Written exercise:
Change "one point per line" to "one point on each line" throughout the rows below, and copy every line back out with nothing else altered.

-- START OF Given data --

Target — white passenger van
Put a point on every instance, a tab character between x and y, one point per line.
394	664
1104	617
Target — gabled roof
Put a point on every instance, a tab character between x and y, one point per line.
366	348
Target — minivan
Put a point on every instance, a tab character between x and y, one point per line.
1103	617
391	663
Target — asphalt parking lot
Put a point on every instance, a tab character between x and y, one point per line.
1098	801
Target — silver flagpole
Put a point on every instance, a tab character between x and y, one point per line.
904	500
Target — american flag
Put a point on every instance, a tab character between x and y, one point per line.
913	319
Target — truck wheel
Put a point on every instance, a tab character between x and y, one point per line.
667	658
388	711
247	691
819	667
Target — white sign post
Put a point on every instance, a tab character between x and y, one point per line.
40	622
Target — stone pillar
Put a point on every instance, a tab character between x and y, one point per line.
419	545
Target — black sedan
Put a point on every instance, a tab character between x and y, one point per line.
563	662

-- END OF Given data --

Result:
Target — white passenger van
Put a point on every instance, a tab character between x and y, one point on each line.
394	664
1104	617
Target — gabled roof
Put a point on every instance, a tab character between x and y, one point on each line.
366	348
Target — minivan
Put a point on every instance, a tab character between x and y, one point on each line.
1103	617
391	663
Target — asphalt parking lot
Put a point on every instance, a tab character between x and y, one point on each line.
1098	801
Target — silver flagpole
Put a point on every instance, a tab character between x and y, one point on each line.
904	500
Target — american flag
Put a point on every instance, a tab character between x and y, one point on each line.
913	319
Target — truck wheel
Put a point on every instance, a tab character between x and y, one point on each line.
667	658
388	711
247	691
819	667
Target — white sign post
Put a point on every instance, a tab character between x and y, one point on each line.
40	622
Target — stone pillar
Put a point on every instance, a tab character between x and y, one point on each line.
419	545
Target — black sedan
Put a point on every instance, a tab character between x and y, one point on each line.
563	662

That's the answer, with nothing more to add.